── Entries provided ──
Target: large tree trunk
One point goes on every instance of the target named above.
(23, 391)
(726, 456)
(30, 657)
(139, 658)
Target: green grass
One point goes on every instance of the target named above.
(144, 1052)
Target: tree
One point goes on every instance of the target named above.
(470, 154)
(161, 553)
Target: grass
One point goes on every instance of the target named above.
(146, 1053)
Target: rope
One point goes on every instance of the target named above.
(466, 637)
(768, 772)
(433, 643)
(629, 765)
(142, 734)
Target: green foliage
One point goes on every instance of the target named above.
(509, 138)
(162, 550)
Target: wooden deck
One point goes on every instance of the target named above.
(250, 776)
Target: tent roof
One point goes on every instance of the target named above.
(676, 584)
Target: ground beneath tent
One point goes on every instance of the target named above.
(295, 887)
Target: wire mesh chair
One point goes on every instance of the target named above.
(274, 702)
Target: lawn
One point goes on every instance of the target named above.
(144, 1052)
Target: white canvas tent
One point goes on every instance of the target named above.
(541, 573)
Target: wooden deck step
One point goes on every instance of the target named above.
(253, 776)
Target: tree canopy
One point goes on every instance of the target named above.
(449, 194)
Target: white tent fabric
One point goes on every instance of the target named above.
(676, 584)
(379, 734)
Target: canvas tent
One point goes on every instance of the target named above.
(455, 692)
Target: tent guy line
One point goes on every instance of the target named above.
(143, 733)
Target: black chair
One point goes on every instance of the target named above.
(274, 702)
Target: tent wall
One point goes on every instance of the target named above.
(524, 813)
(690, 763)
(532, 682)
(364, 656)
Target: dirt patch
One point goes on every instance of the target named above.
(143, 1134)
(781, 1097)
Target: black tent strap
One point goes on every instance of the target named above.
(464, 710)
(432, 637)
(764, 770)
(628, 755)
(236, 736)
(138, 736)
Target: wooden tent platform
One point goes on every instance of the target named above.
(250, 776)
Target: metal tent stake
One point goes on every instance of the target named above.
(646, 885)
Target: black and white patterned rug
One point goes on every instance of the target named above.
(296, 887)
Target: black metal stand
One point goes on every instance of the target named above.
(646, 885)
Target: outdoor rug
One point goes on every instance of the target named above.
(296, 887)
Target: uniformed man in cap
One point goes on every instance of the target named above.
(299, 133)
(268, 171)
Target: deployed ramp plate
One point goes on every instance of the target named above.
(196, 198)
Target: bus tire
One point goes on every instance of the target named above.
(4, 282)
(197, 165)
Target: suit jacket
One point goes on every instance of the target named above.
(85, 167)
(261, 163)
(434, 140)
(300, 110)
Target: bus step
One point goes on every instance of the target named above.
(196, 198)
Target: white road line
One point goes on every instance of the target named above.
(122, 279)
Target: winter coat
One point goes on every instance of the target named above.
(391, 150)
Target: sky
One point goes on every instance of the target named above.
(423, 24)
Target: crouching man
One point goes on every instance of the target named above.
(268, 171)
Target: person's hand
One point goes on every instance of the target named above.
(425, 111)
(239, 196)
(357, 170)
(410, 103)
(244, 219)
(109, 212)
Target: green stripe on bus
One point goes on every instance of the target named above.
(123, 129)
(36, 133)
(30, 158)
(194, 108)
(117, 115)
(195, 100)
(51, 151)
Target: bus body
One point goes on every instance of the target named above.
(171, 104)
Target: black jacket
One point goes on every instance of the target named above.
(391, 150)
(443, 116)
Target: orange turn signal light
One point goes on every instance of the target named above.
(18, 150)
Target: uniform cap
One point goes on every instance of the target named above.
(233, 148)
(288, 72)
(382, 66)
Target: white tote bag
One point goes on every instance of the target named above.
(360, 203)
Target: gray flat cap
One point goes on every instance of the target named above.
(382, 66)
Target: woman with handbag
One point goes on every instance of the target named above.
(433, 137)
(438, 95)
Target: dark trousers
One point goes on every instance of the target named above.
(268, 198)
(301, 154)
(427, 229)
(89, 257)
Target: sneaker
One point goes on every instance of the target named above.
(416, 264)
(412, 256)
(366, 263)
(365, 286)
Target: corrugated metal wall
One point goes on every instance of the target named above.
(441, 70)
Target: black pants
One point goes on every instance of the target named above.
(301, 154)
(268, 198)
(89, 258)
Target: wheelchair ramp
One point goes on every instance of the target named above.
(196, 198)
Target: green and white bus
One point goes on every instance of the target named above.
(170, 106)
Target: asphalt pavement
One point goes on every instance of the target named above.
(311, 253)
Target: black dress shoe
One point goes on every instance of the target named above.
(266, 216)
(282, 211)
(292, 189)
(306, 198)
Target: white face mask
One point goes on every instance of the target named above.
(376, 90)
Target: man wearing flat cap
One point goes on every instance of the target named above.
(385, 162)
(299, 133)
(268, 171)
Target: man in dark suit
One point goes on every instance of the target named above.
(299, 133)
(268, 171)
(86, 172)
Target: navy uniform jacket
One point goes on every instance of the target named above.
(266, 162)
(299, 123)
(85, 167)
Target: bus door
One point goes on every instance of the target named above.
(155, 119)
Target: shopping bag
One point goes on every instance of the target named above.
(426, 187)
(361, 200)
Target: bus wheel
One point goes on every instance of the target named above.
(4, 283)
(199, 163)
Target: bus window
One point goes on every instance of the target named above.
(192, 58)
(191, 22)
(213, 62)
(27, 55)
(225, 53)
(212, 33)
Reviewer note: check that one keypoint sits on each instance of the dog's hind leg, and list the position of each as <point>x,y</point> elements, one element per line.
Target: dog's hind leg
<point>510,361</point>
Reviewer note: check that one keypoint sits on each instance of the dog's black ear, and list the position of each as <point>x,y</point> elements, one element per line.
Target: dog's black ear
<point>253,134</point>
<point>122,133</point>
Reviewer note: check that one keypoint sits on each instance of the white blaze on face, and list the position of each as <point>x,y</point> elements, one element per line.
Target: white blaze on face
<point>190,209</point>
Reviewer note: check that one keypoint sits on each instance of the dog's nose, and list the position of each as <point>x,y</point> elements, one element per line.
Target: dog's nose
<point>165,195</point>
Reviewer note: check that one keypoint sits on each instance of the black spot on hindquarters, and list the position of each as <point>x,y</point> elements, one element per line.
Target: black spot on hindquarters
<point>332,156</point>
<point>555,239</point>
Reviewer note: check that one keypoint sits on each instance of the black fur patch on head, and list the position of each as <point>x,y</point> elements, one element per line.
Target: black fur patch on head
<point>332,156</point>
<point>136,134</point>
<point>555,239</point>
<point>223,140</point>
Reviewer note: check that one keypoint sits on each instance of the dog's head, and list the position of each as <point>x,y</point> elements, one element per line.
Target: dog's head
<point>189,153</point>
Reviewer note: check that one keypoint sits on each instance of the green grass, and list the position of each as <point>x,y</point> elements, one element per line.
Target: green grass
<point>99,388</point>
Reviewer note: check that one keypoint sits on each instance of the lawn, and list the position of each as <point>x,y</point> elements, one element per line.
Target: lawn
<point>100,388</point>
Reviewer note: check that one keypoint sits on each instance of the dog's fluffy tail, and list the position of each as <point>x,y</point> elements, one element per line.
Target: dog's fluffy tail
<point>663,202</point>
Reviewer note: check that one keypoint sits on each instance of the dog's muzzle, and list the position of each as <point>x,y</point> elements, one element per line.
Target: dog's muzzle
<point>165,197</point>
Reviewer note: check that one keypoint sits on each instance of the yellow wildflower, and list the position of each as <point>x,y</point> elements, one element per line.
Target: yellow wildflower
───
→ Task statement: Retype the complete listing exactly.

→ Exercise result:
Target: large tree trunk
One point goes on every instance of the target named above.
(23, 391)
(726, 456)
(30, 657)
(139, 658)
Target: green grass
One point goes on every instance of the target named above.
(144, 1052)
Target: tree
One point goes on every instance of the target named above.
(470, 154)
(161, 553)
Target: grass
One point goes on every instance of the target named above.
(146, 1053)
Target: rope
One point goes on every instance of the target named above.
(466, 637)
(768, 772)
(433, 643)
(629, 765)
(142, 734)
Target: green foliage
One point goes on every instance of the target named above.
(509, 138)
(162, 550)
Target: wooden deck
One point goes on every instance of the target named above.
(250, 776)
Target: tent roof
One point goes on every instance of the target named above.
(676, 584)
Target: ground beneath tent
One point goes on every instance of the target named above.
(295, 887)
Target: wire mesh chair
One point goes on every instance of the target named above.
(274, 702)
Target: lawn
One point goes on every instance of the target named above.
(144, 1052)
Target: white canvas tent
One point goes on every instance of the target named above.
(541, 573)
Target: wooden deck step
One point goes on every instance of the target named above.
(253, 776)
Target: tree canopy
One point goes on every instance of the target named above.
(449, 194)
Target: white tent fabric
One point goes on every instance of the target named above.
(676, 584)
(379, 734)
Target: canvas tent
One point goes on every instance of the target named above.
(455, 692)
Target: tent guy line
One point goes on every instance of the target named above.
(143, 733)
Target: black chair
One point goes on every instance of the target named above.
(274, 702)
Target: tent wall
One point goes on every instance of the target named above.
(524, 813)
(690, 763)
(532, 682)
(364, 656)
Target: dirt patch
One point goes on every instance of the target named above.
(143, 1134)
(781, 1097)
Target: black tent strap
One point goes on every instance of the target named above.
(464, 710)
(432, 637)
(764, 770)
(628, 755)
(236, 736)
(138, 736)
Target: wooden tent platform
One point goes on every instance of the target named above.
(250, 776)
Target: metal tent stake
One point goes on every instance of the target named above.
(646, 885)
Target: black and white patterned rug
One point goes on every instance of the target named above.
(296, 887)
Target: black metal stand
One point goes on every instance of the target named above.
(646, 885)
Target: outdoor rug
One point goes on every instance of the target named above.
(296, 887)
Target: uniformed man in cap
One point goes on every instance of the target named above.
(299, 133)
(268, 171)
Target: deployed ramp plate
One point goes on every instance of the target named above.
(196, 198)
Target: bus tire
One point goes on every instance of the target named above.
(4, 282)
(197, 165)
Target: suit jacket
One point goes on every instance of the target named above.
(85, 167)
(261, 163)
(434, 140)
(300, 110)
Target: bus step
One point goes on every instance of the target named above.
(196, 198)
Target: white road line
One point goes on every instance of the target named above.
(122, 279)
Target: winter coat
One point goes on every instance of the target named above.
(391, 150)
Target: sky
One point goes on every instance of the target named above.
(423, 24)
Target: crouching man
One point goes on every instance of the target named above.
(268, 171)
Target: person's hand
One point goes on every instance of the target named above.
(425, 111)
(239, 196)
(357, 170)
(410, 103)
(244, 219)
(109, 212)
Target: green stripe on bus
One point goes on every instance of the target named above.
(123, 129)
(36, 133)
(30, 158)
(194, 108)
(117, 115)
(195, 100)
(51, 151)
Target: bus body
One point goes on every instance of the target named above.
(171, 104)
Target: black jacket
One point goes on every instance of the target named above.
(391, 150)
(443, 116)
Target: orange turn signal light
One point goes on every instance of the target named above.
(18, 150)
Target: uniform cap
One point goes on every instance of the target named above.
(233, 148)
(288, 72)
(382, 66)
Target: white tote bag
One point goes on every instance of the target named above.
(360, 203)
Target: gray flat cap
One point goes on every instance of the target named above.
(382, 66)
Target: woman with handbag
One point goes on every instance of the target named above.
(433, 137)
(438, 95)
Target: dark trousers
One point goes on every instance of the target named above.
(268, 198)
(301, 154)
(427, 229)
(89, 257)
Target: sneaker
One point goes on every instance of the target named above.
(416, 264)
(412, 256)
(366, 263)
(365, 286)
Target: corrugated metal wall
One point goes on every instance of the target named above.
(441, 70)
Target: black pants
One point goes on every instance of the target named above.
(301, 154)
(268, 198)
(89, 258)
Target: wheelchair ramp
One point goes on every instance of the target named above.
(196, 198)
Target: green and white bus
One point goes on every instance of the target named above.
(170, 106)
Target: asphalt pavement
One point goes on every instance of the target named above.
(311, 253)
Target: black dress shoe
One point goes on every instance of the target named above.
(266, 216)
(282, 211)
(292, 189)
(306, 198)
Target: white face mask
One point goes on every instance of the target named above.
(376, 90)
Target: man wearing flat cap
One point goes on every instance of the target named above.
(385, 162)
(299, 133)
(268, 171)
Target: man in dark suit
One point goes on every instance of the target named above.
(299, 133)
(268, 171)
(86, 172)
Target: navy uniform jacket
One point goes on every instance of the target named above.
(266, 162)
(299, 123)
(85, 167)
Target: bus door
One point goes on every instance of the target named above.
(155, 119)
Target: shopping bag
One point goes on every instance of the target named above.
(426, 187)
(361, 200)
Target: bus wheel
One point goes on every instance of the target named above.
(4, 283)
(199, 163)
Target: bus window
One point goes on every instance of the target named above.
(192, 58)
(191, 22)
(213, 62)
(27, 55)
(225, 53)
(212, 33)
Reviewer note: check that one keypoint sits on each instance of the dog's hind leg, and list the position of each as <point>x,y</point> elements, one element per line.
Target: dog's hind leg
<point>510,361</point>
Reviewer note: check that one keypoint sits on each instance of the dog's black ear, and list the position of each as <point>x,y</point> elements, one element per line.
Target: dog's black ear
<point>253,134</point>
<point>122,133</point>
Reviewer note: check that one keypoint sits on each instance of the white blaze on face, and list the position of each as <point>x,y</point> elements, one element per line.
Target: white blaze on face
<point>190,209</point>
Reviewer note: check that one keypoint sits on each instance of the dog's nose, and list the position of each as <point>x,y</point> elements, one element per line.
Target: dog's nose
<point>165,195</point>
Reviewer note: check that one keypoint sits on each instance of the black spot on hindquarters, and list the position of each as <point>x,y</point> elements, one element per line.
Target: black spot on hindquarters
<point>332,156</point>
<point>555,239</point>
Reviewer note: check that one keypoint sits on each instance of the black fur patch on head, and list the position of each as <point>x,y</point> elements, one element per line.
Target: black fur patch on head
<point>332,156</point>
<point>136,134</point>
<point>555,239</point>
<point>223,140</point>
Reviewer note: check that one keypoint sits on each instance of the dog's head, and list the position of each as <point>x,y</point> elements, one element per line.
Target: dog's head
<point>189,153</point>
Reviewer note: check that one keypoint sits on each instance of the green grass, and list the position of each as <point>x,y</point> elements, one element per line.
Target: green grass
<point>99,388</point>
Reviewer note: check that one keypoint sits on each instance of the lawn, and list the position of each as <point>x,y</point> elements, one element per line.
Target: lawn
<point>100,388</point>
Reviewer note: check that one keypoint sits on each instance of the dog's fluffy tail, and list the position of each as <point>x,y</point> elements, one element per line.
Target: dog's fluffy tail
<point>663,202</point>
Reviewer note: check that one keypoint sits on each instance of the dog's muzzle, and list the position of each as <point>x,y</point> elements, one element per line.
Target: dog's muzzle
<point>165,197</point>
Reviewer note: check that one keypoint sits on each instance of the yellow wildflower, and list the position of each as <point>x,y</point> elements, one element per line.
Target: yellow wildflower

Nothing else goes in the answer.